• SUPPLIED PASSAGE:
This story has been updated to reflect the version published in print on Aug. 22, 2014.
After more than a year of rumors and speculation, Yale University Properties announced Thursday afternoon that international retailers Emporium DNA and Kiko Milano will set up shop at One Broadway this fall.
The coveted location at the corner of York and Broadway has been empty since the University chose not to renew the lease for Au Bon Pain bakery. For the past year, residents have speculated about what business would open at the prime spot while University Properties said that it was searching for the ideal tenant that would compliment the current businesses on Broadway. Associate Vice President for New Haven Affairs and University Properties Lauren Zucker said Thursday that the two new international retailers who will share the space will appeal to a broad base of New Haven residents, but most students interviewed questioned the University’s decision to bring in unfamiliar boutiques.
“Feedback from our customer surveys has indicated a strong desire for an affordable cosmetics offering as well as additional exciting brands in New Haven and those requests are being met,” Zucker said in a statement. “Although these are international companies, these retailers will create local jobs in New Haven and will draw consumers to New Haven to support all of our downtown local merchants.”
Emporium DNA is a high-end boutique with four other locations in the United States. The establishment offers apparel and accessories from hundreds of contemporary designers including Alice & Olivia, J Brand and Hudson, as well as European brands that have not been introduced to the U.S. market. The boutique will occupy 2,600 square feet at One Broadway while Kiko Milano, an Italian cosmetics store, will occupy the remaining 1,300 square feet.
Yale officials said they considered feedback from UP’s customer surveys as they chose the new tenants. These surveys — which go out to students, greater New Haven residents and downtown employees — reflected a strong desire for a cosmetics store, Zucker said.
Still, all 17 students interviewed said they are not satisfied with Yale’s selection of tenants. Fifteen had never heard of either European store, and most cited Emporium DNA’s steep prices as a turnoff for students and a large segment of the New Haven population.
“I honestly haven’t heard of these places, which gives you an indication that I probably won’t be shopping there that often,” Paul Elish ’15 said. “I also have my doubts about the power of these places to attract new shoppers to Broadway.”
Three students added that they would have preferred to see a pharmacy, like Walgreens or Rite Aid, fill One Broadway since there are currently no pharmacies operating on central campus. Other students said they hoped for a mainstream, affordable clothing store such as Gap or H&M, or a cafe similar to Au Bon Pain.
While most students expressed discontent about the new tenants, city officials and business owners said the opening of international stores in New Haven signals the city’s economic growth.

• EXERCISE A:
In the article on the new One Broadway tenants, how many square feet will Kiko Milano occupy?
• EXERCISE B:
Repeat everything in the One Broadway article from "After more than" down to "Broadway this fall.", swapping "Thursday afternoon" for "Friday morning".
• EXERCISE C:
Pick up the article on the One Broadway tenants after its final sentence and carry it forward.

• DATA FOR REVIEW:
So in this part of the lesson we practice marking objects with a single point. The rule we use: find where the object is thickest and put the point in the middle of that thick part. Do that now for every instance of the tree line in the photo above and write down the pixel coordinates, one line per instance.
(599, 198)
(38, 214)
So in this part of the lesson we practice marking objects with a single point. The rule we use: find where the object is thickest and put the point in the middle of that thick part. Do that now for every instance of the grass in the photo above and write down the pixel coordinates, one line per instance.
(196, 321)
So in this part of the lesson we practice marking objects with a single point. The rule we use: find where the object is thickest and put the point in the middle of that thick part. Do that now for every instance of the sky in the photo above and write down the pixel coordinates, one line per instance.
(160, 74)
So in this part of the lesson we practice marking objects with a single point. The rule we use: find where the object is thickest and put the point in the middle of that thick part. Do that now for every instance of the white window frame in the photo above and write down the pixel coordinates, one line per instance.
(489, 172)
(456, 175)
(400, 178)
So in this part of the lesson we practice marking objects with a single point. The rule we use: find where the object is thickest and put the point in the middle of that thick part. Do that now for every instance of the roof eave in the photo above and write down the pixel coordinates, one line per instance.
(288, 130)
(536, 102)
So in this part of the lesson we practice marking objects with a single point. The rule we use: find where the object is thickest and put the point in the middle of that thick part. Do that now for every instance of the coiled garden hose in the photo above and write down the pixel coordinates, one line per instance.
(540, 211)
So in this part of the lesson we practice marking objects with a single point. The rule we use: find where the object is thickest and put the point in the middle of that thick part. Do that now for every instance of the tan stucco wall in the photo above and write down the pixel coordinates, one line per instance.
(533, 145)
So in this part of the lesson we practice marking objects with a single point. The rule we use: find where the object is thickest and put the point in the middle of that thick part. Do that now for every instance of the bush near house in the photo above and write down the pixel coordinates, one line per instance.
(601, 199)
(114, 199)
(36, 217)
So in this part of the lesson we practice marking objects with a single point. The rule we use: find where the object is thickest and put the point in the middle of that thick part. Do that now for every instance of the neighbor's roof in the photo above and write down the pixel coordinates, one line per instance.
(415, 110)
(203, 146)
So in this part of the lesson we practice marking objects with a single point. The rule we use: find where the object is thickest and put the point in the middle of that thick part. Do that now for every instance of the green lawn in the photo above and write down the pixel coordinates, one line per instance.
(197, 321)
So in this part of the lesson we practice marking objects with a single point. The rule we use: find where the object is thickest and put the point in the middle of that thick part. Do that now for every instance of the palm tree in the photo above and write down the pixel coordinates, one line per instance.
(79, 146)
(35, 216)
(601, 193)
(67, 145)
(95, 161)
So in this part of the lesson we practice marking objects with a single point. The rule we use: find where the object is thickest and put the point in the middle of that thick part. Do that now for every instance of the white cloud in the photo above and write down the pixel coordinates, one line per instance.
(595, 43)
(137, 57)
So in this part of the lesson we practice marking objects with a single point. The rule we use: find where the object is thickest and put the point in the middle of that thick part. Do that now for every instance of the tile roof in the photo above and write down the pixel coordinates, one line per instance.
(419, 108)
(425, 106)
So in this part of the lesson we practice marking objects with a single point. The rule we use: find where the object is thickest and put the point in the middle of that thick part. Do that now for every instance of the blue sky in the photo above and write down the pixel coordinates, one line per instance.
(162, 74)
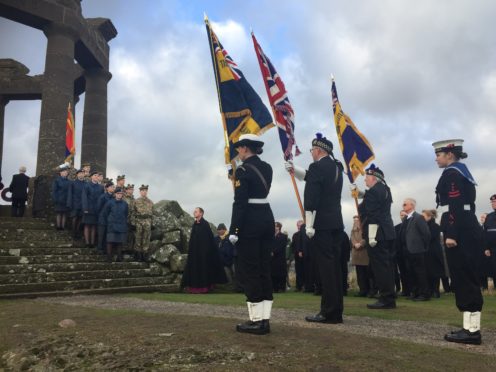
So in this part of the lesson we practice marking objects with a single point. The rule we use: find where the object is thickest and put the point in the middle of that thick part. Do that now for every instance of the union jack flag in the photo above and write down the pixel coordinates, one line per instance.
(278, 97)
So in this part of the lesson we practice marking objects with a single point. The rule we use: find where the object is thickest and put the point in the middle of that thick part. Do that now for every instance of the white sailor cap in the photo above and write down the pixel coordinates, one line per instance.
(448, 145)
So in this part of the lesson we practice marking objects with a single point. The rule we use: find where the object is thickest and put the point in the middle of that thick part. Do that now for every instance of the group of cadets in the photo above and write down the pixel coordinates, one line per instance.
(374, 239)
(109, 216)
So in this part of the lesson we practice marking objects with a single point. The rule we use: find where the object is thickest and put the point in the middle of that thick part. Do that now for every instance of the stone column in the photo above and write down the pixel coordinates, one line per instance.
(57, 91)
(3, 103)
(94, 139)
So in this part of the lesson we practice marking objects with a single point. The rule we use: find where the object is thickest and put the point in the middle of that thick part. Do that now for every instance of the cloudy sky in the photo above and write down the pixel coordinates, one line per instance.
(407, 74)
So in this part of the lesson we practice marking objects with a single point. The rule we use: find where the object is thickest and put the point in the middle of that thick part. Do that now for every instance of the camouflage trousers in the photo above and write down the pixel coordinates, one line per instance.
(142, 236)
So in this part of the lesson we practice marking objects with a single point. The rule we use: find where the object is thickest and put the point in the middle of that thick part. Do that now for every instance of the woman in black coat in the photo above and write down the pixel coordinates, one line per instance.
(60, 188)
(434, 255)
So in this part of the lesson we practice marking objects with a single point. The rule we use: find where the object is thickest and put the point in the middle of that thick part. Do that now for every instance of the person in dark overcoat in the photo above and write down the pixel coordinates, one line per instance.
(203, 268)
(91, 192)
(19, 190)
(434, 256)
(462, 234)
(324, 224)
(115, 213)
(60, 190)
(379, 234)
(278, 268)
(252, 231)
(75, 202)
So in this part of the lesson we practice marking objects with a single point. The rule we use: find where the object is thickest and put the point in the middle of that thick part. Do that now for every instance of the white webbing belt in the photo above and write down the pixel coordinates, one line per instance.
(445, 208)
(258, 201)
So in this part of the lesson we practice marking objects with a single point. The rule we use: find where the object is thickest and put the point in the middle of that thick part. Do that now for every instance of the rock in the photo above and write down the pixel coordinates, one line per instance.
(172, 237)
(163, 254)
(67, 323)
(178, 262)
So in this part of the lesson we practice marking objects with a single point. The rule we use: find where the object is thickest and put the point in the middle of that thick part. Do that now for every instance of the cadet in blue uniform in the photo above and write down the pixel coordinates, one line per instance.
(324, 224)
(379, 233)
(252, 230)
(462, 234)
(91, 192)
(60, 188)
(75, 202)
(115, 213)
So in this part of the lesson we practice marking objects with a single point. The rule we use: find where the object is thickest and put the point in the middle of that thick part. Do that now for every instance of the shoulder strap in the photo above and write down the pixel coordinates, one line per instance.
(255, 169)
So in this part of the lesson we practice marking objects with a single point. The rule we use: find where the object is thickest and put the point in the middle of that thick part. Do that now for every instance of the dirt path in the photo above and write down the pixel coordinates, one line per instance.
(417, 332)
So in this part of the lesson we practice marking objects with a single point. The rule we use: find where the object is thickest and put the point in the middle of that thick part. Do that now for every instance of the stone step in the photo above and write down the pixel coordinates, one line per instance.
(166, 288)
(69, 267)
(47, 277)
(85, 284)
(41, 244)
(47, 259)
(34, 251)
(33, 235)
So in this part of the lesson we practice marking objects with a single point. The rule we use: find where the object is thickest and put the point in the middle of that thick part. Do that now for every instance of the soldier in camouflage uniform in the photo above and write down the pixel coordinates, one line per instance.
(129, 199)
(141, 219)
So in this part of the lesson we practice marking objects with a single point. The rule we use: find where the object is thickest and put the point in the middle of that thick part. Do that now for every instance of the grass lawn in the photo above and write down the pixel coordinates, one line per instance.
(442, 310)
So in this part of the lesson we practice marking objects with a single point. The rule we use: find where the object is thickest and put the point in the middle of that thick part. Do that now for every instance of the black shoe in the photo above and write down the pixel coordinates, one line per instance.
(319, 318)
(255, 328)
(421, 298)
(464, 336)
(381, 305)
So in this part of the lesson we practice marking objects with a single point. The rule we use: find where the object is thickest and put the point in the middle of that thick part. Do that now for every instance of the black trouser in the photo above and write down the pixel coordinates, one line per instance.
(465, 281)
(380, 258)
(253, 268)
(363, 279)
(18, 206)
(418, 270)
(327, 245)
(300, 272)
(102, 237)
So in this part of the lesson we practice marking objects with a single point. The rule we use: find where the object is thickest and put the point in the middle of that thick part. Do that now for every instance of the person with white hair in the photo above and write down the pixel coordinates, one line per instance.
(19, 190)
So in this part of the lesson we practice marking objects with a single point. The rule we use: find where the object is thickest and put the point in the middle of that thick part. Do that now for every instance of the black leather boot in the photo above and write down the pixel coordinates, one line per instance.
(464, 336)
(255, 328)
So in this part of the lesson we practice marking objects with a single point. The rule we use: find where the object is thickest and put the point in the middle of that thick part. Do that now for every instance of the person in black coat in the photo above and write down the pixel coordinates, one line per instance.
(60, 189)
(19, 190)
(75, 202)
(252, 230)
(378, 230)
(324, 224)
(203, 268)
(278, 268)
(115, 213)
(490, 238)
(462, 236)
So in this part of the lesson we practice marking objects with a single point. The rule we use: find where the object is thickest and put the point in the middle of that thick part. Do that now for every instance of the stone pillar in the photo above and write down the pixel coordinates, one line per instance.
(94, 139)
(57, 91)
(3, 103)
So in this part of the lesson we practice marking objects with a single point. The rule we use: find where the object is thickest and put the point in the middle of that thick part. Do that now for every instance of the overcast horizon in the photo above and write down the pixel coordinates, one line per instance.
(407, 74)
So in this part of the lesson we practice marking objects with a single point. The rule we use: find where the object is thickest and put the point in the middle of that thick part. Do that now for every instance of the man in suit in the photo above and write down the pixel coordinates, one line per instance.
(19, 189)
(324, 224)
(415, 237)
(379, 234)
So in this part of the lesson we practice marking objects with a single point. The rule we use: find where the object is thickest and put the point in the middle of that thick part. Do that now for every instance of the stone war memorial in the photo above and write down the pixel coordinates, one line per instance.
(34, 259)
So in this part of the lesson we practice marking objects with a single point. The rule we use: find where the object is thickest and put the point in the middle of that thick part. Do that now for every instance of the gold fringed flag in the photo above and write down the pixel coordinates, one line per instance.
(241, 107)
(356, 149)
(70, 135)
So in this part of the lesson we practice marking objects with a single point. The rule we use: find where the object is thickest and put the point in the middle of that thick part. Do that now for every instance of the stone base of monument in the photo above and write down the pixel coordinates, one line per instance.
(37, 260)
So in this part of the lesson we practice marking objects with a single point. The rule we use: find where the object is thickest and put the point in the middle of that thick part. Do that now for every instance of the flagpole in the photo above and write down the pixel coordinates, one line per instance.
(227, 150)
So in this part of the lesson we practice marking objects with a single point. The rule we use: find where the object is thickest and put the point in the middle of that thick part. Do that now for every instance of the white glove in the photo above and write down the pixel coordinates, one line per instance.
(309, 219)
(233, 239)
(355, 191)
(299, 172)
(372, 235)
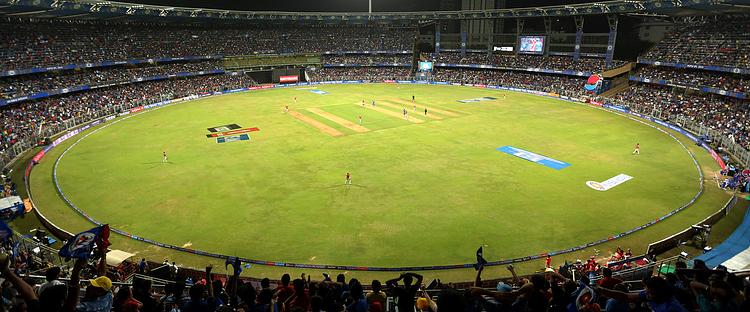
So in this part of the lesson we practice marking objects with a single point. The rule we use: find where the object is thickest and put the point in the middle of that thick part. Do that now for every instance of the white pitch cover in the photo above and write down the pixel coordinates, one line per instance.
(610, 183)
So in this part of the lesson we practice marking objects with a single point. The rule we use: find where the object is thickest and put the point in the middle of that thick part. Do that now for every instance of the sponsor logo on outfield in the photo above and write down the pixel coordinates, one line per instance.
(610, 183)
(534, 157)
(224, 128)
(474, 100)
(233, 138)
(232, 132)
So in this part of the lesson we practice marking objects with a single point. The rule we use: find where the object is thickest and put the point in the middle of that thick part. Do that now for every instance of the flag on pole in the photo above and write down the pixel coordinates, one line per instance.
(236, 264)
(5, 231)
(480, 259)
(81, 245)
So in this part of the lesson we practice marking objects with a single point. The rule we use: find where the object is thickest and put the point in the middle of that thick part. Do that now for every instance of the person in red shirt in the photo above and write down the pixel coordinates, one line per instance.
(607, 280)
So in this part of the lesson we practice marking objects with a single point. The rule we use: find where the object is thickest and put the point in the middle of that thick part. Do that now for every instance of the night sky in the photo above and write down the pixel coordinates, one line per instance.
(338, 5)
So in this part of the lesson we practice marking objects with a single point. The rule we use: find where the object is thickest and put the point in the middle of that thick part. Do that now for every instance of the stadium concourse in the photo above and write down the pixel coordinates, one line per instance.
(716, 100)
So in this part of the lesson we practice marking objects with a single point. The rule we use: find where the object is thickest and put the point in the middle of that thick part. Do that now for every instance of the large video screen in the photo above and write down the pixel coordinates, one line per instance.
(425, 66)
(531, 44)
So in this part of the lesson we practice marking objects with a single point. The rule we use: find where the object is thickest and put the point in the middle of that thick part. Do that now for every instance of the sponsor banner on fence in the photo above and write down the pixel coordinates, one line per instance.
(609, 183)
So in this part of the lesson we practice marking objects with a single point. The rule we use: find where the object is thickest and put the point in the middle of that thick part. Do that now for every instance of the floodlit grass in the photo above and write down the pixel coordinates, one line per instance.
(423, 194)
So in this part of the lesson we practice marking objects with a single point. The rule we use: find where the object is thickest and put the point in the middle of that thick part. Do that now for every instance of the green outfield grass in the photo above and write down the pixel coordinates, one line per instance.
(423, 194)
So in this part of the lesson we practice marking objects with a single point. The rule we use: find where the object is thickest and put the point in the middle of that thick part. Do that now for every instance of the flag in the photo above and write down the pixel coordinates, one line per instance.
(235, 262)
(5, 231)
(480, 258)
(81, 245)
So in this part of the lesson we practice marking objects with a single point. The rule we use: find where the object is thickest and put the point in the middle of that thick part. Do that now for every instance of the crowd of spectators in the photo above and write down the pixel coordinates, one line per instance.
(720, 41)
(694, 77)
(16, 86)
(360, 73)
(525, 61)
(729, 116)
(560, 84)
(590, 287)
(40, 43)
(31, 121)
(364, 59)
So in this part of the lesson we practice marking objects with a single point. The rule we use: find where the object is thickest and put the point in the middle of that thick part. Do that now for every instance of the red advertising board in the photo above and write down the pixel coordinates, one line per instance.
(292, 78)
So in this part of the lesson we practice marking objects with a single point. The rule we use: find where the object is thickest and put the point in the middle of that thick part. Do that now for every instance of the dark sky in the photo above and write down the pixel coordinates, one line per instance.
(338, 5)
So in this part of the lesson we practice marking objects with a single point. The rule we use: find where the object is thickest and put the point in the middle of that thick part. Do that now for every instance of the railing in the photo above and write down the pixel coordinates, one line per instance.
(717, 137)
(673, 241)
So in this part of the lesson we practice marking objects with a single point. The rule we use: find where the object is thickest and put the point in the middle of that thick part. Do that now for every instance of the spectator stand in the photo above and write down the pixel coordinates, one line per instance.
(734, 252)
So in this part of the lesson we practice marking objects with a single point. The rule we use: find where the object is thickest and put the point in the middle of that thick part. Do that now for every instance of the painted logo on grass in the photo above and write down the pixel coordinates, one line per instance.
(224, 128)
(474, 100)
(534, 157)
(610, 183)
(230, 133)
(233, 138)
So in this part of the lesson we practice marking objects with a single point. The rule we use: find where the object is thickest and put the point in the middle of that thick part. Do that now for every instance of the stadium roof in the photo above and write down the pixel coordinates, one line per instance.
(112, 10)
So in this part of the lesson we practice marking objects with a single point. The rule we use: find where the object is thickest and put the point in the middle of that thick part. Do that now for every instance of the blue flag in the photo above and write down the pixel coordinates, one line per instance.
(480, 258)
(81, 245)
(5, 231)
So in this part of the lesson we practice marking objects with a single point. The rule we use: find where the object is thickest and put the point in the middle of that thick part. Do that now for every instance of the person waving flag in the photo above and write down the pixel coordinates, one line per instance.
(80, 245)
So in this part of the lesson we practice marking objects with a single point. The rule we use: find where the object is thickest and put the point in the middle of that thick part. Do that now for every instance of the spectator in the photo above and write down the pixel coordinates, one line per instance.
(607, 280)
(124, 301)
(376, 295)
(52, 275)
(657, 296)
(405, 294)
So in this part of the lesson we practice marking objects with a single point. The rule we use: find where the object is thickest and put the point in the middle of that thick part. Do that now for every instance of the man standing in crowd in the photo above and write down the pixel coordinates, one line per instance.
(52, 276)
(405, 295)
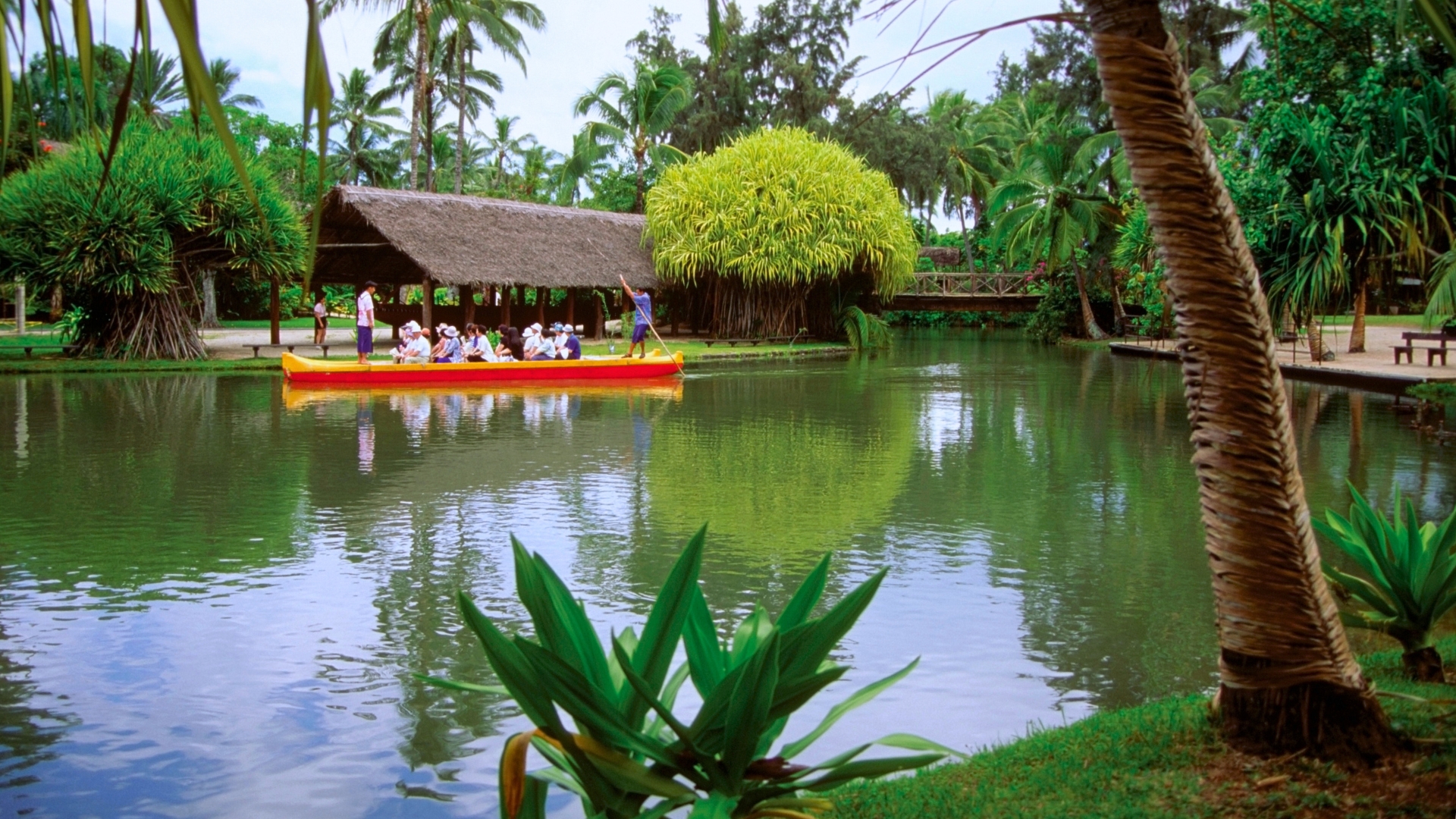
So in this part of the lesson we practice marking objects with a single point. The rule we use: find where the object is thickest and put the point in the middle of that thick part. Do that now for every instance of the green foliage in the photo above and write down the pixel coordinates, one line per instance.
(780, 207)
(1059, 314)
(172, 196)
(1410, 572)
(864, 331)
(632, 746)
(1435, 391)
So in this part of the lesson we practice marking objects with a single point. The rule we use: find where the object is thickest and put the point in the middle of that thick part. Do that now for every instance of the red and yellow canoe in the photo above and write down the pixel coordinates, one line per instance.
(322, 372)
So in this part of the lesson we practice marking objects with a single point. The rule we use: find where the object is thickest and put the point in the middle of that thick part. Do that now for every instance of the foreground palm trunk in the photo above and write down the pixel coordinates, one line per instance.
(1289, 681)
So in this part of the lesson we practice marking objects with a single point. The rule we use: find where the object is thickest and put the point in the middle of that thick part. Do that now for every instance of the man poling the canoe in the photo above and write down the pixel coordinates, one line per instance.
(642, 321)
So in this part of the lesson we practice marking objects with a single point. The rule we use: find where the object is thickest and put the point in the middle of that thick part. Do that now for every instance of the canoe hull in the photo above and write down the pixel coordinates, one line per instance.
(321, 372)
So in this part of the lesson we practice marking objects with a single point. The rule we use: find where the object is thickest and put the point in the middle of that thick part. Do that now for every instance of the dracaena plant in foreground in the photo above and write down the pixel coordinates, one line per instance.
(1411, 576)
(628, 752)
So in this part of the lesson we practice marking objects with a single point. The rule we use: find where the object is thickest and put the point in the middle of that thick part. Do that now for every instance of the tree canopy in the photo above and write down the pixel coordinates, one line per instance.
(172, 205)
(780, 207)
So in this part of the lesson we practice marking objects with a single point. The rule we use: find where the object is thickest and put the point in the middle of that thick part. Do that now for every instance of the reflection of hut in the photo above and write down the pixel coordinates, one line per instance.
(492, 251)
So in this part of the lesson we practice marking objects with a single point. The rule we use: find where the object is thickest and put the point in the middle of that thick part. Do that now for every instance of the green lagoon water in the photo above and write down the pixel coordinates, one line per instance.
(215, 591)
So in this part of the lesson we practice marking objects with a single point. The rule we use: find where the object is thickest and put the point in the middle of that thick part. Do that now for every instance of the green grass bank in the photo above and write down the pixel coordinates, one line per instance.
(1164, 760)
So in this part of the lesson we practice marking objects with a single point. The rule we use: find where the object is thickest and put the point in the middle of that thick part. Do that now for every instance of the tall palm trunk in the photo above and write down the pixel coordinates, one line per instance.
(965, 238)
(1088, 319)
(460, 126)
(421, 72)
(1357, 324)
(1288, 678)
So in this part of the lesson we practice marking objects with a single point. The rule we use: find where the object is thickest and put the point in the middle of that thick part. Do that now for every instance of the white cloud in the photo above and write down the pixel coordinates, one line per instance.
(582, 39)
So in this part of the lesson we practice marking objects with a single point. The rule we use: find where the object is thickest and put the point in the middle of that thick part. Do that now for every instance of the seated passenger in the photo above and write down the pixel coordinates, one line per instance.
(568, 346)
(449, 347)
(419, 349)
(546, 350)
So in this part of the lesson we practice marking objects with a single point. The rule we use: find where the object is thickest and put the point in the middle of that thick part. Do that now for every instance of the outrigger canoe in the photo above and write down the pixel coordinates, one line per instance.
(324, 372)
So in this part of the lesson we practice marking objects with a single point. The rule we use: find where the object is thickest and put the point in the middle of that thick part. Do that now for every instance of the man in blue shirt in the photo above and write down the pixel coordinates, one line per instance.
(642, 318)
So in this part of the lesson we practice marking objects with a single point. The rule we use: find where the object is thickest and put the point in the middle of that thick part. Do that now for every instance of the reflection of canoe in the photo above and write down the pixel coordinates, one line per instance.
(318, 372)
(297, 397)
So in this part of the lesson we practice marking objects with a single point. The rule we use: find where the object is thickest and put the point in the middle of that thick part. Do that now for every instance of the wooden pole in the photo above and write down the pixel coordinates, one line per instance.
(273, 311)
(468, 299)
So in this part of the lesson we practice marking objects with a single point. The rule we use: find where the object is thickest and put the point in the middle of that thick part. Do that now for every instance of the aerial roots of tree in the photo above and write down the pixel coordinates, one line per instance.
(147, 325)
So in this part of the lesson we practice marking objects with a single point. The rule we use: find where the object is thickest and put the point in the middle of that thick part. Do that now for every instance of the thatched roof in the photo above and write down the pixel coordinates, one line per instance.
(400, 237)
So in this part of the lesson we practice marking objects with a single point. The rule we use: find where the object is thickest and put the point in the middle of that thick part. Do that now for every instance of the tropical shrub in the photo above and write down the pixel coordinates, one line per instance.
(172, 206)
(770, 222)
(631, 746)
(1411, 576)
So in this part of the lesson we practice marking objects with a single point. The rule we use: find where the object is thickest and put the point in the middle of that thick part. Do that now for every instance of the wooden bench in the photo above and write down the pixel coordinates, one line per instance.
(290, 347)
(61, 347)
(1432, 353)
(748, 341)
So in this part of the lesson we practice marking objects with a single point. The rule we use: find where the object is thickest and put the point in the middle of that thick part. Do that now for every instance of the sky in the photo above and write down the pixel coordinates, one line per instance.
(582, 41)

• ANSWER SPACE A:
1,300 square feet.

• ANSWER SPACE B:
After more than a year of rumors and speculation, Yale University Properties announced Friday morning that international retailers Emporium DNA and Kiko Milano will set up shop at One Broadway this fall.

• ANSWER SPACE C:
At today’s public announcement at Broadway Island, Mayor Toni Harp delivered brief remarks about the new stores, emphasizing that New Haven is building a reputation for innovation. The new stores underscore the city’s attractiveness to a range of merchants and customers, she said.
“Throughout its distinguished history, New Haven has been a vibrant crossroads of ideas, cultural treasures, trends and commerce,” Harp said. “We know New Haven is ready, willing and eager to host these two stores and others who would like to do business here.”
Several business owners of Yale University Properties also attended the announcement, held under a white tent on Broadway.
Among the attendees was owner of Hull’s Art Supply & Framing Steve Kovel, who said that although he was surprised since he had never heard of the retailers, he expects the stores will be beneficial to the city’s growth.
“It’s quite revolutionary that two major European brands are beginning their growth in the States in downtown New Haven,” Kovel said. “It’s a wonderful thing.”
The two new businesses will create roughly 16 new jobs in New Haven for local residents, Zucker said. She also emphasized the affordability of the two stores: Kiko Milano offers cosmetic ranging from $7 to $12 while DNA Emporium has price points starting at $69 for dresses, $45 for tops and $50 for shoes, she said.
Still, most students said that these stores would not be affordable to students, as the average prices for clothing on the DNA Emporium website are well over $100, despite the lower starting prices that Zucker highlighted.
“Why don’t they open up a store that everyone can afford,” Magdaleno Mora ’17 said. “[Broadway has] become more of a resort or theme park rather than a shopping district.”
Pending construction of the stores’ flooring, lighting and finishing, the stores are scheduled to open this fall. For both stores, the location in New Haven will be their first in Connecticut.
Audrey Luo and Madeleine Witt contributed reporting.